** Input follows **
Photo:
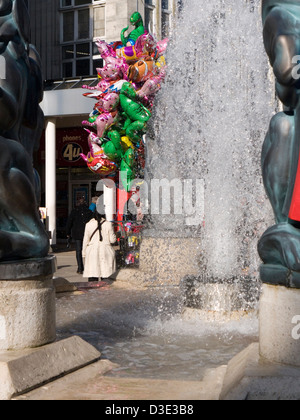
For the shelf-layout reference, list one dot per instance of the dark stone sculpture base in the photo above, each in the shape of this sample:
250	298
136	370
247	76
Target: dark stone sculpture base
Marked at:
** End of Input **
**Exercise objective**
Where the word "base" shows up in a line of the entries above, count that line; the answer is the total alone.

**Answer box**
2